**TASK PROMPT**
The data beneath this task is to be duplicated exactly, in its entirety.

**DATA LISTING**
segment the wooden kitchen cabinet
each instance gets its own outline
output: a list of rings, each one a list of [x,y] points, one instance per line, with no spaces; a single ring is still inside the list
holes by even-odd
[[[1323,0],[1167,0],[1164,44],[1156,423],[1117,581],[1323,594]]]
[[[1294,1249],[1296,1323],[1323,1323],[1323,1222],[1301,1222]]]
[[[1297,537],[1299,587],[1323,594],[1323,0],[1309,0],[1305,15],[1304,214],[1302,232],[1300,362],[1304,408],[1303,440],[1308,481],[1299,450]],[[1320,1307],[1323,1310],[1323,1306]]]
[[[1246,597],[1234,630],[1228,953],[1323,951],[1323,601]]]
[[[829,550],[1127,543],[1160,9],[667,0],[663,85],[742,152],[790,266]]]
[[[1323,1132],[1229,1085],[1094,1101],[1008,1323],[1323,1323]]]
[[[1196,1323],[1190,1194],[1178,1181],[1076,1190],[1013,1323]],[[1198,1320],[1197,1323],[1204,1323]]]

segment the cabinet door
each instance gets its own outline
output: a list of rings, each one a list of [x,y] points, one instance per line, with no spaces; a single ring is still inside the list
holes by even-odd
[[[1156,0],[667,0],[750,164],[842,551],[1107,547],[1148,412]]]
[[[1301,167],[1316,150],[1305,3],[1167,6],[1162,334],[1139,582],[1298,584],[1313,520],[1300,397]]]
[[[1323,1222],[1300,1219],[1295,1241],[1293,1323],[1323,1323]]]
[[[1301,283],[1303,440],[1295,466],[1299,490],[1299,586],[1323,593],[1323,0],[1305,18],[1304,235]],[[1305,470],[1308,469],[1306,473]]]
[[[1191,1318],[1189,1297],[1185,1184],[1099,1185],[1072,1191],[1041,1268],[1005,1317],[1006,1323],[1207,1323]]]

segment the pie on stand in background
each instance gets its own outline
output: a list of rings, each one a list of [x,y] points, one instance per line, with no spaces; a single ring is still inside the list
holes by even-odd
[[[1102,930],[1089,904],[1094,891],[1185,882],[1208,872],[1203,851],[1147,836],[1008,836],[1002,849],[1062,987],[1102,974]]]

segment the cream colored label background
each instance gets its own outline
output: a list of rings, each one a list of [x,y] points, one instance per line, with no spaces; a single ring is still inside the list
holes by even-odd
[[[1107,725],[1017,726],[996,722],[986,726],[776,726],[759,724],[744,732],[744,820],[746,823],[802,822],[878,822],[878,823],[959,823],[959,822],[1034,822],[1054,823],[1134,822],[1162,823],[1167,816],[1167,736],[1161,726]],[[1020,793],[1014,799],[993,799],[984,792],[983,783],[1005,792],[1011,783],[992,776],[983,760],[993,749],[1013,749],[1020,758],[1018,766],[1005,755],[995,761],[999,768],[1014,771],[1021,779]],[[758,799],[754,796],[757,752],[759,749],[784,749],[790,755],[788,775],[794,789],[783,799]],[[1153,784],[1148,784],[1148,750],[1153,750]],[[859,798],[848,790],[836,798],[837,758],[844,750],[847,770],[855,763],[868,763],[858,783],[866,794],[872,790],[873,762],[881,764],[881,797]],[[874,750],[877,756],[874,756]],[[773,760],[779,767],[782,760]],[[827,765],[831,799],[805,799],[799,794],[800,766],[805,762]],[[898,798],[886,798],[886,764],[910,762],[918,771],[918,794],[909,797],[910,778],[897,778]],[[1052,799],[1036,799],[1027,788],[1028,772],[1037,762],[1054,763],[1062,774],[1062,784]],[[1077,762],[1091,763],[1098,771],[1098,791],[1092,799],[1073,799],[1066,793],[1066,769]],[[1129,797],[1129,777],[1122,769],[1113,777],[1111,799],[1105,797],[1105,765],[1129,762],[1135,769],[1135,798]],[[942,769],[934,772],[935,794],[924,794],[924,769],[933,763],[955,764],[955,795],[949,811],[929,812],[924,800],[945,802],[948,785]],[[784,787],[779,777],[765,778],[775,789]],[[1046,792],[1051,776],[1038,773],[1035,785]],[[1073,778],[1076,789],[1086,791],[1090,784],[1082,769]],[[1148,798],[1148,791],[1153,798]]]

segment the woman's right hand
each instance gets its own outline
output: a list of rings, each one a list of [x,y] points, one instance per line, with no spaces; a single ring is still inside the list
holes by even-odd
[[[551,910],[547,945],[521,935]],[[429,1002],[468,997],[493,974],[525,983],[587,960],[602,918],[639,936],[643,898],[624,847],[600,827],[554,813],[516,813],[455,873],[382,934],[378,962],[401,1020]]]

**RESPONSE BOX**
segment the wooden kitchen cabinet
each instance gets its own outline
output: a list of rings, each one a list of [x,y] points, one instance per line, with no spaces; a single ring is still inside the list
holes by even-odd
[[[1323,0],[1167,0],[1164,44],[1156,423],[1117,581],[1323,594]]]
[[[1294,1249],[1296,1323],[1323,1323],[1323,1222],[1301,1222]]]
[[[1297,537],[1299,587],[1323,594],[1323,0],[1309,0],[1305,15],[1304,214],[1302,232],[1300,362],[1304,408],[1303,440],[1308,481],[1299,450]],[[1320,1307],[1323,1310],[1323,1306]]]
[[[1246,597],[1234,630],[1228,953],[1323,951],[1323,601]]]
[[[829,550],[1127,543],[1160,9],[667,0],[663,85],[742,152],[790,266]]]
[[[1323,1132],[1229,1085],[1094,1101],[1008,1323],[1323,1323]]]
[[[1196,1323],[1190,1194],[1178,1181],[1076,1190],[1013,1323]],[[1198,1320],[1197,1323],[1204,1323]]]

segment the cabinet door
each instance gets its own outline
output: a list of rings, each one a list of [x,y] points, one instance per line, with no spaces; a single ring is still inside the list
holes by even-odd
[[[1156,0],[667,0],[750,164],[842,551],[1107,547],[1148,412]]]
[[[1301,167],[1316,150],[1305,3],[1167,6],[1162,334],[1139,582],[1298,584],[1313,520],[1300,397]]]
[[[1323,1222],[1300,1219],[1295,1241],[1293,1323],[1323,1323]]]
[[[1301,283],[1303,440],[1295,466],[1299,490],[1299,586],[1323,593],[1323,0],[1305,18],[1304,235]],[[1305,470],[1308,469],[1306,473]]]
[[[1191,1318],[1189,1297],[1185,1184],[1099,1185],[1072,1191],[1041,1268],[1005,1317],[1006,1323],[1207,1323]]]

segment the pie on stand in background
each instance gets its own outline
output: a list of rings, each one a list of [x,y] points, one instance per line, with no spaces; a single ring is still inside the list
holes by even-odd
[[[1102,930],[1089,904],[1094,891],[1185,882],[1208,872],[1203,851],[1147,836],[1008,836],[1002,849],[1062,987],[1102,974]]]

segment the cream colored label background
each instance gets its own outline
output: a list of rings, each one a list of [x,y] points, one instance per line, with no spaces; a single ring is still inside the list
holes by even-odd
[[[1107,725],[1017,726],[996,722],[986,726],[776,726],[759,724],[744,732],[744,820],[746,823],[802,822],[878,822],[878,823],[959,823],[959,822],[1034,822],[1054,823],[1134,822],[1162,823],[1167,816],[1167,736],[1161,726]],[[1020,793],[1014,799],[993,799],[984,792],[983,783],[1005,792],[1011,783],[992,776],[983,760],[993,749],[1013,749],[1020,758],[1018,766],[1005,755],[995,761],[999,768],[1014,771],[1021,779]],[[758,799],[754,796],[757,752],[759,749],[784,749],[790,755],[788,775],[794,789],[783,799]],[[1153,784],[1148,784],[1148,750],[1153,750]],[[859,798],[848,790],[836,798],[837,758],[844,750],[847,770],[855,763],[868,763],[858,783],[866,794],[872,790],[873,762],[881,764],[881,797]],[[874,750],[877,756],[874,756]],[[773,760],[779,767],[782,760]],[[827,765],[831,799],[805,799],[799,794],[800,766],[805,762]],[[898,798],[886,798],[886,764],[910,762],[918,771],[918,794],[909,797],[910,778],[897,778]],[[1052,799],[1036,799],[1027,788],[1028,772],[1037,762],[1054,763],[1062,774],[1062,784]],[[1077,762],[1091,763],[1098,771],[1098,791],[1092,799],[1073,799],[1066,793],[1066,769]],[[1129,797],[1129,777],[1122,769],[1113,777],[1111,799],[1105,797],[1105,765],[1129,762],[1135,769],[1135,798]],[[942,769],[934,772],[935,794],[924,794],[924,769],[933,763],[955,764],[955,795],[949,811],[929,812],[924,800],[945,802],[948,785]],[[784,787],[779,777],[765,778],[775,789]],[[1046,792],[1051,776],[1038,773],[1035,785]],[[1073,778],[1076,789],[1086,791],[1090,784],[1082,769]],[[1148,798],[1148,791],[1153,798]]]

segment the woman's right hand
each instance gets its own outline
output: a list of rings, each one a list of [x,y] points, one instance per line, with no spaces; a single ring is still inside the list
holes by even-odd
[[[551,910],[547,945],[521,935]],[[429,1002],[468,997],[493,974],[525,983],[587,960],[602,918],[639,936],[643,898],[624,847],[600,827],[554,813],[516,813],[455,873],[382,934],[378,962],[401,1020]]]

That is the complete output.